** EXERCISE OBJECTIVE **
Extract the lines from the one containing "Your task is to find each bright" through the one containing "[138,504,218,609]", both included, and reproduce them without any change.

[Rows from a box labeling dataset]
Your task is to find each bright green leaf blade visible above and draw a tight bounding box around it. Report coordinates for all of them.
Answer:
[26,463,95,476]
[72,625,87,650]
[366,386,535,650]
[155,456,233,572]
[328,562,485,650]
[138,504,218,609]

...

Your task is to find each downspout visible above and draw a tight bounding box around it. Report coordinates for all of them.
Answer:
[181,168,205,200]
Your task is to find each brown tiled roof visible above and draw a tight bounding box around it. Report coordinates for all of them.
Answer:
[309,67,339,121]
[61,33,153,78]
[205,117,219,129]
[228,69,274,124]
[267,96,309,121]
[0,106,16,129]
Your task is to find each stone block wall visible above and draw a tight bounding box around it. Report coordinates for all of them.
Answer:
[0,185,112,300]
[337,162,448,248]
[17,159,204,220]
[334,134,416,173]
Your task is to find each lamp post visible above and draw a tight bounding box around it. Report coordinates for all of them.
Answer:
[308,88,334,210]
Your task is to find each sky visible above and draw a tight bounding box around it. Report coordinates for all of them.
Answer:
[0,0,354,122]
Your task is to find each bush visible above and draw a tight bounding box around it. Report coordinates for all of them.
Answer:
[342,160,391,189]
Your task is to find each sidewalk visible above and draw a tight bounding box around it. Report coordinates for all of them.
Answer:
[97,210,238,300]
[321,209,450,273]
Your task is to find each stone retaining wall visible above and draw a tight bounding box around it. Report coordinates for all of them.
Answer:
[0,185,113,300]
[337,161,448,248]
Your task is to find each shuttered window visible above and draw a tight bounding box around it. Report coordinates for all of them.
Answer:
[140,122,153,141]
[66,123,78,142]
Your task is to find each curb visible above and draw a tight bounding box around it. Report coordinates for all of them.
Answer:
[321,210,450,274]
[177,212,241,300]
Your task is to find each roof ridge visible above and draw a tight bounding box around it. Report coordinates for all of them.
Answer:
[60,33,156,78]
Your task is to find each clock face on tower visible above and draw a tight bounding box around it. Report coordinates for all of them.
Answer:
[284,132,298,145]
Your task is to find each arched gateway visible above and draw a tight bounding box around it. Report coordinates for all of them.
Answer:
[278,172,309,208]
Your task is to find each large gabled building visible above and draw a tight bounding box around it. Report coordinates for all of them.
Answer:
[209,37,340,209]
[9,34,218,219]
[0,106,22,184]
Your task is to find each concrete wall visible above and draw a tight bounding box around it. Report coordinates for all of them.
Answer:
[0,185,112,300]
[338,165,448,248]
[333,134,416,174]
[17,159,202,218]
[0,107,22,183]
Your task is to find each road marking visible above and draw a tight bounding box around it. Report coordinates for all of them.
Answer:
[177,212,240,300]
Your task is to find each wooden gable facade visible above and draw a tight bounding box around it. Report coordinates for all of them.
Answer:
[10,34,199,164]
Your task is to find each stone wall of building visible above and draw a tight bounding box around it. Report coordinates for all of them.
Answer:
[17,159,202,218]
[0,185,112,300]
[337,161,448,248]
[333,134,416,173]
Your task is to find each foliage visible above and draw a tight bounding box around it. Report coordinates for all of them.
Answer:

** TASK SOLUTION **
Your task is to find each bright green leaf blade visible above and draw a tight bounding box around it. Report coordinates for all of them.
Answer:
[26,463,95,476]
[72,625,87,650]
[366,386,535,650]
[155,456,233,572]
[328,562,485,650]
[138,504,218,609]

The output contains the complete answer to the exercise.